**Work instruction:** Exact copies of all the records are the expected output.

**Data for processing:**
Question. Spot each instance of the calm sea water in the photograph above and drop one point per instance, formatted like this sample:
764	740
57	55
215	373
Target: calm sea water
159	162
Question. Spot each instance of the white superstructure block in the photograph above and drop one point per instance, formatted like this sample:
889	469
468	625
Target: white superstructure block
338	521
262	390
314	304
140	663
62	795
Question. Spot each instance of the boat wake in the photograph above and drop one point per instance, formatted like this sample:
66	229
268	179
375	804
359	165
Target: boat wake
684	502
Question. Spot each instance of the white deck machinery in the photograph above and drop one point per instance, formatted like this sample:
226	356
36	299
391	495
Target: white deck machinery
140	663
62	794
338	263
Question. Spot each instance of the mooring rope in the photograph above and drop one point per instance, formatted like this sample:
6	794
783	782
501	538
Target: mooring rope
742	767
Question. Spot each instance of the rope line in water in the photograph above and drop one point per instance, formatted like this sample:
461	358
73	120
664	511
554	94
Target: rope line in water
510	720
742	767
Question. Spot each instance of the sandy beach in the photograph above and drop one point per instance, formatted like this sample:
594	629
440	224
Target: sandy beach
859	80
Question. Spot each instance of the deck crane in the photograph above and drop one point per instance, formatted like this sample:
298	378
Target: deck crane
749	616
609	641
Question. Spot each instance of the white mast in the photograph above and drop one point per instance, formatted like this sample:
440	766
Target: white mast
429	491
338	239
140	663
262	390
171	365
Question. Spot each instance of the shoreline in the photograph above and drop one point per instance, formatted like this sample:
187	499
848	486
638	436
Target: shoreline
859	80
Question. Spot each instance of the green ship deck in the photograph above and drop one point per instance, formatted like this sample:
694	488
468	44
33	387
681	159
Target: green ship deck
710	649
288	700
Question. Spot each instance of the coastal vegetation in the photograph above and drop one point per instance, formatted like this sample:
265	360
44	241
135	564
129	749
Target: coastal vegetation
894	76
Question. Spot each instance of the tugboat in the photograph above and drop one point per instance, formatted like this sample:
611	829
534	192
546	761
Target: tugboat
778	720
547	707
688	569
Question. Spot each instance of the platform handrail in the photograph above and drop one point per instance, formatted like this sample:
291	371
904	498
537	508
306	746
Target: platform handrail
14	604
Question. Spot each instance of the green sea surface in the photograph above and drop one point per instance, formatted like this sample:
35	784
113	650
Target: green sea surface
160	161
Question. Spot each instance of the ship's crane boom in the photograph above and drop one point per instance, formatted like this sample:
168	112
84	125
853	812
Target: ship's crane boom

**Response:**
Question. Spot each instance of the calm sea water in the photograph above and drop one point per instance, formatted like this sample:
764	740
57	55
215	373
Target: calm sea water
159	162
Question. Spot each instance of the white superstructure block in the photograph above and drop one point per instance, formatted like this sample:
889	469
468	625
Target: white superstructure block
338	521
262	390
314	304
140	663
62	795
Question. Spot each instance of the boat wake in the photograph above and drop one point per instance, formatted like this sample:
66	229
268	179
375	804
359	165
Target: boat wake
684	502
Question. Spot each instance of the white deck machinery in the photograph above and drop one point per instance, formatted like this sample:
226	356
36	299
391	495
Target: white deck machinery
140	663
62	794
338	263
Question. Spot each instance of the mooring rope in the photograph above and drop one point per instance, formatted like this sample:
6	794
783	782
501	538
Target: mooring rope
742	767
Question. Spot each instance of the rope line in water in the photograph above and drop one point per instance, formatted like this sample:
461	358
73	120
664	511
554	94
Target: rope line in water
510	720
742	767
Question. Spot each instance of the sandy beach in the photograph above and drop one point per instance, formatted like this sample:
594	629
440	224
Target: sandy beach
859	80
Question. Spot each instance of the deck crane in the photograph above and drop one point per instance, formatted like this sample:
298	378
Target: deck crane
749	616
609	641
Question. Spot each instance of the white mast in the photograph above and drop one point per instance, formatted like this sample:
440	766
Target: white mast
429	491
338	239
140	663
262	390
171	365
Question. Spot each instance of the shoreline in the photograph above and drop one point per instance, formatted like this sample:
187	499
848	486
638	436
Target: shoreline
859	80
Question. Spot each instance of the green ship deck in the photograph above and drop one point per instance, formatted like this sample:
694	488
468	44
33	387
681	159
Target: green ship deck
710	649
288	700
Question. Spot each instance of the coastal vegetation in the photograph above and drop one point per instance, formatted like this sample:
265	360
44	241
135	564
129	749
Target: coastal vegetation
894	76
Question. Spot each instance of the tugboat in the photograph above and drop one point per instance, formatted like this sample:
611	829
534	192
546	761
Target: tugboat
778	720
547	707
688	569
Question. Spot each instance of the platform handrail in the photograph above and drop one point per instance, formatted like this sample:
291	371
904	498
537	508
306	746
Target: platform handrail
14	604
Question. Spot each instance of the green sea surface in the photograph above and drop one point per instance, formatted like this sample:
35	784
113	650
Target: green sea surface
160	161
Question. Spot each instance of the ship's crane boom in the photograph above and drop one point per instance, formatted like this sample:
168	112
84	125
853	812
Target: ship's crane boom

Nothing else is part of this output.